[AVAILABLE RECORDS]

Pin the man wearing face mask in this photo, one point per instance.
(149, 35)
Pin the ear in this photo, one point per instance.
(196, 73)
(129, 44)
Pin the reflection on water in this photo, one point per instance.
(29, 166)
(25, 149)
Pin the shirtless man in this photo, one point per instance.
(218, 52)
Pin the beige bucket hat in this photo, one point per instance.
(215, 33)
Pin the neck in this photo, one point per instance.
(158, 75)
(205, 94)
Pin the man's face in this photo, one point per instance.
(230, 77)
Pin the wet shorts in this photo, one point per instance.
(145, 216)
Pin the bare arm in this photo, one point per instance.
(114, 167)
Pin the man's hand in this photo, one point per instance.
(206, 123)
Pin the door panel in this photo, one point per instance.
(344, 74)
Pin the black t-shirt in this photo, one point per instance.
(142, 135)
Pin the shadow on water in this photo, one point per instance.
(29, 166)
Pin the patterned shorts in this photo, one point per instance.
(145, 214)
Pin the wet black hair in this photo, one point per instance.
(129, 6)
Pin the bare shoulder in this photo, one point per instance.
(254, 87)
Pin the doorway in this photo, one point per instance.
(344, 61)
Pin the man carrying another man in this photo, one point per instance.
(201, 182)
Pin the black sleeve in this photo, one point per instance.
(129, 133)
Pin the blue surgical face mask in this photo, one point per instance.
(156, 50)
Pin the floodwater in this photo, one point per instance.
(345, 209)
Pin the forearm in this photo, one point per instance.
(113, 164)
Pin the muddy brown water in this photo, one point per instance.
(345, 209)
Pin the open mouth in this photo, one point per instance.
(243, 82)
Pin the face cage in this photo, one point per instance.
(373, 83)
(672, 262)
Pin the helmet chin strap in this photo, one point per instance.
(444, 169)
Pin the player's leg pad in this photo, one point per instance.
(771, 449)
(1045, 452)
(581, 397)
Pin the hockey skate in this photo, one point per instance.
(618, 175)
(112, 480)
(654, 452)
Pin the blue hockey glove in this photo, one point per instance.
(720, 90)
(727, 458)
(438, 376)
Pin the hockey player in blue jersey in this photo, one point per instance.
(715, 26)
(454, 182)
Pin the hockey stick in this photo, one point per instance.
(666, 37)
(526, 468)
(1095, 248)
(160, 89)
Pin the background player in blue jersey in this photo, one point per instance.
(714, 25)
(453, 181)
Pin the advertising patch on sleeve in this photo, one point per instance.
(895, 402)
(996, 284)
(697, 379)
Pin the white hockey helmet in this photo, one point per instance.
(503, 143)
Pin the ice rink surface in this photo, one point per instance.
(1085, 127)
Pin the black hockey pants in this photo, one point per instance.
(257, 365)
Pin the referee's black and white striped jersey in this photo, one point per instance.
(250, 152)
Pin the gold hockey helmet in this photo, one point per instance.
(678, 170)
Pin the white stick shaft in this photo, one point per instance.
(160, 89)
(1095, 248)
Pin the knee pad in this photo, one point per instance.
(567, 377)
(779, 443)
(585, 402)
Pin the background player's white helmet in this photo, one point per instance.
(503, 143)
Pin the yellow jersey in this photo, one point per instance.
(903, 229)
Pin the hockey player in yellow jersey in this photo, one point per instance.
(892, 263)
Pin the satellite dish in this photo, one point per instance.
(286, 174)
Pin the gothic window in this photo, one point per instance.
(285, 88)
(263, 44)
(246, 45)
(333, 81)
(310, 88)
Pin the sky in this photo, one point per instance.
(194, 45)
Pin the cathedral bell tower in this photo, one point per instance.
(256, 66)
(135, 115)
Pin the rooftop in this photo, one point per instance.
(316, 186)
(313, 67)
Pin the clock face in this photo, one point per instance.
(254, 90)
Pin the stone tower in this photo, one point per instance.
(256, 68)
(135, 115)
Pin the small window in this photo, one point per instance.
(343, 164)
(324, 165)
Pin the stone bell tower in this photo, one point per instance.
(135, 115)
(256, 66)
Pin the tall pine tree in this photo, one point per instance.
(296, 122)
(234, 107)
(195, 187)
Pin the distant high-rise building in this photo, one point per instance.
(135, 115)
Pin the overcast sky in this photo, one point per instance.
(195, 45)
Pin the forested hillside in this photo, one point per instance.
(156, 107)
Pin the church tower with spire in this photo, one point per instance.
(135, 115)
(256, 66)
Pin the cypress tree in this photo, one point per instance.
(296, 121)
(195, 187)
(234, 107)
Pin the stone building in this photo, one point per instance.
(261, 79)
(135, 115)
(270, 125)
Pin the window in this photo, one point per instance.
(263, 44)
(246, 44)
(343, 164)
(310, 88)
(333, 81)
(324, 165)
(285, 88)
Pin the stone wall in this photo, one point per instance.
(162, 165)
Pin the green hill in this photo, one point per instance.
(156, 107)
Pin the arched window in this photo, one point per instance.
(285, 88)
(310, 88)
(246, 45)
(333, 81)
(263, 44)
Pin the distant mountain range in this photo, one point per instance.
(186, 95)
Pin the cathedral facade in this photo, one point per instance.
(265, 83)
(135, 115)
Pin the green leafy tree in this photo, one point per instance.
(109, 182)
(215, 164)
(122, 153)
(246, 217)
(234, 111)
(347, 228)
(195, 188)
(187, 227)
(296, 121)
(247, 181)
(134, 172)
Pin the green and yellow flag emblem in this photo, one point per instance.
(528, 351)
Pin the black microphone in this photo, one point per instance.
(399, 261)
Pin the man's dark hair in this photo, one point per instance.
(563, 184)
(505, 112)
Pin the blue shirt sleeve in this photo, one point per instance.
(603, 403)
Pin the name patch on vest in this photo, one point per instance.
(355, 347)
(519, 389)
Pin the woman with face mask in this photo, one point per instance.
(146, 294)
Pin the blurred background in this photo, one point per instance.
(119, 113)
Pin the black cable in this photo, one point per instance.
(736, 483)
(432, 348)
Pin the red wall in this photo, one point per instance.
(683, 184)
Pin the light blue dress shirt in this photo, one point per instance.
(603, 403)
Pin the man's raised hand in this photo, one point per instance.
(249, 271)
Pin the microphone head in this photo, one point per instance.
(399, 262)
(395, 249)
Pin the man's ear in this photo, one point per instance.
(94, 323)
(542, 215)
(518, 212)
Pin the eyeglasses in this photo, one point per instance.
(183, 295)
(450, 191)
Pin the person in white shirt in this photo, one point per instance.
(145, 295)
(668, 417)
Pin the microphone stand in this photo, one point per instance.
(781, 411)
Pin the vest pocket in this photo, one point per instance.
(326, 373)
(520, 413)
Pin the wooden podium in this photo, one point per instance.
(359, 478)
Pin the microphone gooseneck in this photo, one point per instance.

[/AVAILABLE RECORDS]

Reproduce the whole listing verbatim.

Pin the man wearing face mask in this photo, one point per instance.
(149, 35)
Pin the ear in this photo, one point per instance.
(196, 73)
(129, 44)
Pin the reflection on water in this photo, one point per instance.
(29, 166)
(25, 149)
Pin the shirtless man in this photo, one point per instance.
(218, 52)
Pin the beige bucket hat in this photo, one point per instance.
(215, 33)
Pin the neck in this photo, one point per instance.
(158, 75)
(205, 94)
Pin the man's face in this photo, one point per instance.
(230, 77)
Pin the wet shorts in this photo, one point per instance.
(145, 216)
Pin the bare arm in this photo, one point per instance.
(114, 167)
Pin the man's hand in this photo, one point per instance.
(206, 123)
Pin the door panel in this photo, one point per instance.
(344, 74)
Pin the black t-shirt in this photo, one point per instance.
(142, 135)
Pin the shadow on water in this photo, one point per instance.
(29, 166)
Pin the patterned shorts in this photo, one point per instance.
(145, 214)
Pin the wet black hair in this photo, one point per instance.
(129, 6)
Pin the bare shoulder in this photo, one point per instance.
(254, 87)
Pin the doorway in this photo, one point per instance.
(344, 61)
Pin the man carrying another man in this photo, one point per instance.
(201, 182)
Pin the black sleeve in this photo, one point per instance.
(129, 133)
Pin the blue surgical face mask in this photo, one point per instance.
(156, 50)
Pin the floodwater in this photo, one point per instance.
(345, 209)
Pin the forearm in this photo, one point per instance.
(113, 164)
Pin the muddy brown water in this photo, one point per instance.
(345, 209)
Pin the open mouth in this photo, one point per instance.
(243, 82)
Pin the face cage in this photo, one point per instance.
(373, 83)
(672, 262)
Pin the helmet chin strap in this photo, one point per instance.
(444, 169)
Pin the player's leg pad in this photo, one point per instance.
(771, 449)
(1045, 452)
(581, 397)
Pin the hockey skate in this photo, one point per instance.
(618, 175)
(112, 480)
(654, 452)
Pin the blue hockey glove in this photo, one point per instance.
(720, 90)
(727, 458)
(438, 376)
Pin the hockey player in blue jersey in this photo, one point per instance.
(715, 26)
(454, 182)
Pin the hockey stick in this photo, one point per instance.
(666, 37)
(526, 468)
(1095, 248)
(160, 89)
Pin the background player in blue jersey in this photo, one point per instance.
(714, 25)
(453, 181)
Pin the advertising patch on sleeve in this photo, one point per instance.
(895, 402)
(996, 284)
(697, 379)
Pin the white hockey helmet in this photo, one point per instance.
(503, 143)
Pin the ice rink surface in this photo, one point per instance.
(1085, 127)
Pin the black hockey pants in this photo, one point per instance.
(257, 365)
Pin the referee's black and white striped jersey in this photo, one point per instance.
(250, 152)
Pin the gold hockey helmet in this photo, one point per instance.
(678, 170)
Pin the white stick shaft in this photo, one point per instance.
(160, 89)
(1095, 248)
Pin the knee pad in this photo, one point per instance.
(567, 377)
(779, 443)
(585, 402)
Pin the background player's white helmet in this photo, one point per instance.
(503, 143)
Pin the yellow jersey in this photo, one point per instance.
(903, 229)
Pin the hockey player in yellow jersey in this photo, one point per instance.
(892, 263)
Pin the satellite dish in this photo, one point per instance.
(286, 174)
Pin the gothic window in this photo, one point per instance.
(285, 88)
(263, 44)
(246, 45)
(333, 81)
(310, 88)
Pin the sky in this photo, one point per instance.
(194, 45)
Pin the cathedral bell tower in this photo, one point per instance.
(256, 66)
(135, 115)
Pin the rooftop in this photo, one point per instance.
(316, 186)
(313, 67)
Pin the clock face in this photo, one point per instance.
(254, 90)
Pin the stone tower in this photo, one point per instance.
(256, 68)
(135, 115)
Pin the small window in this photo, one point per instance.
(343, 164)
(324, 165)
Pin the stone bell tower in this photo, one point per instance.
(135, 115)
(256, 66)
Pin the tall pine tree in this photo, one point per instance.
(296, 122)
(234, 107)
(195, 187)
Pin the distant high-rise building in this photo, one point per instance.
(135, 115)
Pin the overcast sky in this photo, one point per instance.
(195, 45)
Pin the forested hillside in this photo, one point per instance.
(156, 107)
Pin the church tower with spire in this photo, one point per instance.
(135, 115)
(256, 66)
Pin the cypress tree in this photo, one point per instance.
(296, 121)
(195, 187)
(234, 107)
Pin the stone building in this photo, one point per instance.
(261, 79)
(135, 115)
(270, 125)
Pin the window in this photo, one point per instance.
(263, 44)
(246, 44)
(343, 164)
(310, 88)
(333, 81)
(324, 165)
(285, 88)
Pin the stone wall in this photo, one point per instance.
(162, 165)
Pin the green hill in this photo, one point per instance.
(156, 107)
Pin the arched window in this photo, one point per instance.
(285, 88)
(310, 88)
(246, 45)
(333, 81)
(263, 44)
Pin the distant mountain range in this photo, one point per instance.
(186, 95)
Pin the cathedral facade in this photo, one point per instance.
(265, 83)
(135, 115)
Pin the green leafy tree in this photo, one point per instance.
(109, 182)
(215, 164)
(122, 153)
(246, 217)
(234, 111)
(347, 228)
(195, 188)
(187, 227)
(296, 121)
(247, 181)
(134, 172)
Pin the green and yellow flag emblem in this photo, one point per instance.
(528, 351)
Pin the black microphone in this photo, one point per instance.
(399, 261)
Pin the man's dark hair in this photo, one point per instance.
(563, 184)
(505, 112)
Pin the blue shirt sleeve in this photo, one point per instance.
(603, 403)
Pin the name patch on vest in this photo, one point per instance.
(355, 347)
(519, 389)
Pin the woman with face mask in this photo, one point per instance.
(146, 294)
Pin the blurred background in this photo, one point per instance.
(119, 113)
Pin the black cable in this photo, one point per instance.
(736, 483)
(432, 348)
Pin the red wall in this photo, one point per instance.
(683, 184)
Pin the light blue dress shirt in this photo, one point per instance.
(603, 403)
Pin the man's raised hand in this photo, one point per instance.
(249, 271)
Pin the microphone head in this photo, one point per instance.
(399, 262)
(395, 249)
Pin the man's ear in this photo, one point per instance.
(94, 323)
(542, 215)
(518, 212)
Pin the eyeglasses in this photo, one point per instance.
(183, 295)
(450, 191)
Pin the person in white shirt in this photo, one point per instance.
(145, 295)
(668, 417)
Pin the microphone stand in this photo, one point per instance.
(781, 411)
Pin the vest pocket in this photo, one point per instance.
(326, 373)
(520, 413)
Pin the wooden podium in this photo, one point per instance.
(359, 478)
Pin the microphone gooseneck in this photo, one point per instance.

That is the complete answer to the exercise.